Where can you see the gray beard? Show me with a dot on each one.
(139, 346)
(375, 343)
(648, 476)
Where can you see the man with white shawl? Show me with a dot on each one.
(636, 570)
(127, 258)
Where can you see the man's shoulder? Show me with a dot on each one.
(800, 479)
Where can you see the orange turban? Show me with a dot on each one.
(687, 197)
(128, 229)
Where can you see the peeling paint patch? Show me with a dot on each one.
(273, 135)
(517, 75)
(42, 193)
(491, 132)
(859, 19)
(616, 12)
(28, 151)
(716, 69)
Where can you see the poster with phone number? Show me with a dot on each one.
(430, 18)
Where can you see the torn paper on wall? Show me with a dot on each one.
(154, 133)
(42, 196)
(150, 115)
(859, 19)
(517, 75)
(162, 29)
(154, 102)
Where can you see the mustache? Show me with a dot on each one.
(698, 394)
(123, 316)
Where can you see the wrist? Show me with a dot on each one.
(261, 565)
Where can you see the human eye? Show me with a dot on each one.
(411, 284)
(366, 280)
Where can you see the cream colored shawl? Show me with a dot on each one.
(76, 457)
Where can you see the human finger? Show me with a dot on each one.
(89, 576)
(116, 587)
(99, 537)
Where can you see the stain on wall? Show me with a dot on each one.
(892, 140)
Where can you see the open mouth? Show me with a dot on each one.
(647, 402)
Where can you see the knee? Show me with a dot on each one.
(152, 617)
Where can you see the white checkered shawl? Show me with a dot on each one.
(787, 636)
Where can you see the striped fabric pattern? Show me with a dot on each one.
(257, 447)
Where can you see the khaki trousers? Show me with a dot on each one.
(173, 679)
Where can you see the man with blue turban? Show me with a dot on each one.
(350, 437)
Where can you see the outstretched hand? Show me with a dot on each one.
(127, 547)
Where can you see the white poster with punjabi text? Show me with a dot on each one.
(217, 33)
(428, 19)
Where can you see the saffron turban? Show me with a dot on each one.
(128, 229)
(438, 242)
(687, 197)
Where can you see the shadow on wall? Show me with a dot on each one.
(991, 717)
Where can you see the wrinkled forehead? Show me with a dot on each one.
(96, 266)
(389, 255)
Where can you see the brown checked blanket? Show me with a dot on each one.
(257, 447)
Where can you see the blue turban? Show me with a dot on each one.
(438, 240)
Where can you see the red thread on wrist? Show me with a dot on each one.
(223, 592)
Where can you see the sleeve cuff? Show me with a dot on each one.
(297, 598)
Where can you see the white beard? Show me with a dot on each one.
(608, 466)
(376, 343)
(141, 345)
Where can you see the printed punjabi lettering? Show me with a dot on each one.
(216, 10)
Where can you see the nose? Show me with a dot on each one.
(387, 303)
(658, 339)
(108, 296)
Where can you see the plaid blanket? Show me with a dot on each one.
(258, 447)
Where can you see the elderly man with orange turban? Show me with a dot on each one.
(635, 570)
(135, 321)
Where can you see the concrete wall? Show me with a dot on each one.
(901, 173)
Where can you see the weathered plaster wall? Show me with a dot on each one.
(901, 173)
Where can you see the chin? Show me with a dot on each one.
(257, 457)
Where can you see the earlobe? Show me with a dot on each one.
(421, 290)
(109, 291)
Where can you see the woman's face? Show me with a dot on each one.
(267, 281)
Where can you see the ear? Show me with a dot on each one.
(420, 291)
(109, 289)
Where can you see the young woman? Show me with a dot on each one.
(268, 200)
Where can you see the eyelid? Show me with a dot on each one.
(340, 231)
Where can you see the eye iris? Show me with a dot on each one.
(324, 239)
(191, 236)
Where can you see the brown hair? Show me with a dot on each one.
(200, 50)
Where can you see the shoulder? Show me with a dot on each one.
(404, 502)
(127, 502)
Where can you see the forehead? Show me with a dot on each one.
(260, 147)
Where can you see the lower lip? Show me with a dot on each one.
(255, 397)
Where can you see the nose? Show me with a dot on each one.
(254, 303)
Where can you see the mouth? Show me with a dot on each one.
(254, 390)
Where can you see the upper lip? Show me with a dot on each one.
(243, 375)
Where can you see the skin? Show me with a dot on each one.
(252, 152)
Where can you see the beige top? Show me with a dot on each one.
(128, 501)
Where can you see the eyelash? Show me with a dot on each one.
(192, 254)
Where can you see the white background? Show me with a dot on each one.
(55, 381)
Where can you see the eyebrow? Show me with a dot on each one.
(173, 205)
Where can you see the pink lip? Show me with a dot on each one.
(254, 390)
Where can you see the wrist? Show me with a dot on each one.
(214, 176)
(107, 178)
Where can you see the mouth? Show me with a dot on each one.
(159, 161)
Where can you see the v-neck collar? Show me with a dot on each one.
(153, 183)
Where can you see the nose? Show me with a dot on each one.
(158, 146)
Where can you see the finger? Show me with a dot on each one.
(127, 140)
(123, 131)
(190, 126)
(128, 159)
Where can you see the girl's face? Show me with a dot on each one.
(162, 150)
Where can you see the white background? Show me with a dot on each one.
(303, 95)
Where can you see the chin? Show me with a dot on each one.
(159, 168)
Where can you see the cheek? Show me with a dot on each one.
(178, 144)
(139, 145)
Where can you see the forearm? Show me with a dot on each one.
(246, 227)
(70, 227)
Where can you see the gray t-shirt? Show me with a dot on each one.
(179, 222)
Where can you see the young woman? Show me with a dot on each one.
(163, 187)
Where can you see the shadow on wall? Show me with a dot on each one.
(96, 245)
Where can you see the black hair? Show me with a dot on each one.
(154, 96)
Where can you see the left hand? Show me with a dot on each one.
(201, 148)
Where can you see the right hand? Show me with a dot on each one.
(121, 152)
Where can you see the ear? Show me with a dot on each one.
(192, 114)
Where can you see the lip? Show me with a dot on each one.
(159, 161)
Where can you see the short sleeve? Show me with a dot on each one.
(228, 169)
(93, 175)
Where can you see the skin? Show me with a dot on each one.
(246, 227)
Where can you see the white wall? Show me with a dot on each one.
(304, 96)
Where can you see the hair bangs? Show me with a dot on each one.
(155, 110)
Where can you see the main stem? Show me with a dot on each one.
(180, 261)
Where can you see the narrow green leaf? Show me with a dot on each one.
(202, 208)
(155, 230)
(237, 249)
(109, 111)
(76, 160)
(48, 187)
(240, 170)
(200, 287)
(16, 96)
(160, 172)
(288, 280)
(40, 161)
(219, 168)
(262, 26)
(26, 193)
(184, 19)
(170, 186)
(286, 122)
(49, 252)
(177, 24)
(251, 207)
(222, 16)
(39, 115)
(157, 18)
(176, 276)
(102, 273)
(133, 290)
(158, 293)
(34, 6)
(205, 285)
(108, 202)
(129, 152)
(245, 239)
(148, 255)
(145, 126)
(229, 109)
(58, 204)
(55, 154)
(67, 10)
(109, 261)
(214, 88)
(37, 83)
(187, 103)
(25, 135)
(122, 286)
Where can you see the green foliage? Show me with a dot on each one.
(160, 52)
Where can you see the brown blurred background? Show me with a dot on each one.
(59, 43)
+ + +
Requirement: All of the material above needs to be copied exactly.

Finished answer:
Where can you see the gray beard? Show me with a dot on each one.
(139, 346)
(375, 343)
(648, 476)
Where can you see the man with white shawl? Show me with a dot on each one.
(636, 570)
(127, 258)
Where can you see the man's shoulder? Show me with a dot on each one.
(800, 479)
Where can you see the orange turban? Show me with a dot on each one.
(687, 197)
(128, 229)
Where can you see the peeling paint patch? Show me with a dot on each one.
(273, 135)
(517, 75)
(42, 193)
(491, 132)
(859, 19)
(616, 12)
(28, 151)
(716, 69)
Where can you see the poster with phone number? Show me with a dot on each one.
(430, 18)
Where can you see the torn paper on wall? Show me with a dot on each one.
(154, 133)
(42, 196)
(150, 115)
(859, 19)
(517, 75)
(162, 29)
(154, 102)
Where can you see the mustache? Show me with a dot on each one.
(698, 394)
(123, 316)
Where can you see the wrist? Show me with a dot on each one.
(261, 565)
Where can you see the human eye? Show me with a dot on each one.
(411, 284)
(366, 280)
Where can you see the cream colored shawl? Show me with a dot on each one.
(76, 457)
Where can you see the human finger? Show me with a dot on each one.
(89, 576)
(116, 587)
(99, 537)
Where can you see the stain on wall? Show me with a dot on each one.
(892, 140)
Where can you see the open mouth? Show me with a dot on each one.
(647, 402)
Where can you see the knee? Show me with a dot on each one.
(152, 617)
Where can you see the white checkered shawl? Show me with a dot on each one.
(787, 636)
Where can you see the striped fabric pattern? Show me with a dot on each one.
(257, 447)
Where can you see the khaki trousers? Show me with a dot on each one.
(173, 679)
Where can you see the man with blue turban? Show me with a dot on each one.
(350, 437)
Where can you see the outstretched hand? Show me with a dot on each one.
(127, 547)
Where can you see the white poster with punjabi text? Show me with a dot on each one.
(217, 33)
(428, 19)
Where can you see the saffron turban? Show me with a dot on each one.
(128, 229)
(438, 242)
(687, 197)
Where can you see the shadow on wall? Show me with a dot on each one.
(991, 717)
Where can you see the wrinkled forehead? Show me with a dot on each one.
(96, 266)
(389, 255)
Where can you see the brown checked blanket? Show me with a dot on each one.
(257, 447)
Where can you see the blue turban? Show me with a dot on each one.
(438, 240)
Where can you see the red thread on wrist? Show me with a dot on each one.
(223, 592)
Where can you see the sleeve cuff? Show me with a dot on each one.
(297, 598)
Where can you see the white beard? Show me with a dot on each one.
(608, 466)
(376, 343)
(141, 345)
Where can you see the printed punjabi lettering? Show me with a dot on each one.
(216, 10)
Where can you see the nose? Show me with a dot on each one.
(387, 303)
(658, 339)
(108, 296)
Where can you see the plaid blanket? Show me with a dot on each one.
(258, 447)
Where can you see the elderly man with orange turban? Show me with a dot on each one.
(635, 570)
(135, 321)
Where can you see the concrete wall? Show me with a dot on each one.
(901, 173)
Where can you see the weathered plaster wall? Show me with a dot on each one.
(901, 173)
Where can you see the chin? Show me with a dot on each one.
(257, 457)
Where can you see the earlobe? Show me with a dot on each one.
(421, 290)
(109, 291)
Where can you see the woman's face? Show me with a dot on each one.
(267, 281)
Where can you see the ear? Show me with a dot on each one.
(420, 291)
(109, 289)
Where can you see the young woman? Show me with a dot on each one.
(268, 200)
Where can you see the eyelid? Show me with a dot on each one.
(340, 231)
Where can you see the eye iris? Show me with a dot on each one.
(324, 239)
(191, 236)
Where can you see the brown hair? Show me with a dot on each one.
(200, 50)
Where can you see the shoulder? Show me with a dot on each one.
(404, 502)
(127, 502)
Where can you see the forehead? Show me with a dot on each one.
(260, 147)
Where can you see the lower lip? Show me with a dot on each one.
(255, 397)
Where can you see the nose? Show me with a dot on each one.
(254, 303)
Where can you see the mouth? Show me with a dot on each one.
(254, 390)
Where can you see the upper lip? Show me with a dot on each one.
(243, 375)
Where can you see the skin? Show me with a dot on each one.
(252, 152)
Where can you see the beige top? Show me with a dot on each one.
(128, 501)
Where can you see the eyelash? Show me with a dot on each one.
(192, 254)
Where can you see the white background? Show me with a dot on each one.
(55, 381)
Where can you see the eyebrow? Show me with a dot on each one.
(173, 205)
Where can you see the pink lip? Show me with a dot on each one.
(254, 390)
Where can you see the wrist? Show me with a dot on each one.
(214, 176)
(107, 178)
Where can you see the mouth? Show me with a dot on each one.
(159, 161)
Where can you see the v-neck collar? Show me with a dot on each one.
(153, 183)
Where can you see the nose? Show me with a dot on each one.
(158, 146)
Where can you see the finger? Show me with a dot on each one.
(127, 140)
(123, 131)
(190, 126)
(128, 159)
Where can you see the girl's face? Show me with a dot on each one.
(162, 150)
Where can you see the white background? Show me with a dot on each one.
(303, 95)
Where can you see the chin? Show me with a dot on each one.
(159, 168)
Where can you see the cheek? Show me with a dot on each one.
(178, 144)
(139, 145)
Where can you see the forearm? Show me with a dot on each one.
(246, 227)
(70, 227)
Where can you see the gray t-shirt? Show me with a dot on each one.
(179, 222)
Where can you see the young woman? Show me with a dot on each one.
(163, 187)
Where can you see the shadow on wall? Show me with a dot on each one.
(96, 245)
Where can you see the black hair? Show me with a dot on each one.
(154, 96)
Where can you see the left hand? Show me with a dot on each one.
(201, 148)
Where can you see the right hand? Show me with a dot on each one.
(121, 152)
Where can you see the ear? Show me with a dot on each one.
(192, 114)
Where can you see the lip? Show me with a dot on each one.
(159, 161)
Where can you see the short sleeve? Show me with a dot on each one.
(228, 169)
(93, 175)
Where can you see the skin? Show me with a dot on each one.
(246, 227)
Where can you see the white wall? Show me with a dot on each one.
(304, 96)
Where can you see the hair bangs? Show me with a dot on each one.
(155, 110)
Where can you see the main stem? Show me with a dot on each one.
(180, 261)
Where can you see the narrow green leaf? Show me with a dot on each one.
(202, 208)
(155, 230)
(237, 249)
(109, 111)
(76, 160)
(48, 187)
(240, 170)
(200, 287)
(16, 96)
(160, 172)
(288, 280)
(40, 161)
(219, 168)
(262, 26)
(26, 193)
(184, 19)
(170, 186)
(286, 122)
(49, 252)
(177, 24)
(251, 207)
(222, 16)
(39, 115)
(157, 18)
(176, 276)
(102, 273)
(133, 290)
(158, 293)
(34, 6)
(205, 285)
(108, 202)
(129, 152)
(245, 239)
(148, 255)
(145, 126)
(229, 109)
(58, 204)
(55, 154)
(67, 10)
(109, 261)
(214, 88)
(37, 83)
(187, 103)
(25, 135)
(122, 286)
Where can you see the green foliage? Show me with a dot on each one.
(160, 52)
Where can you see the brown blurred background? Show me with a dot on each one.
(59, 43)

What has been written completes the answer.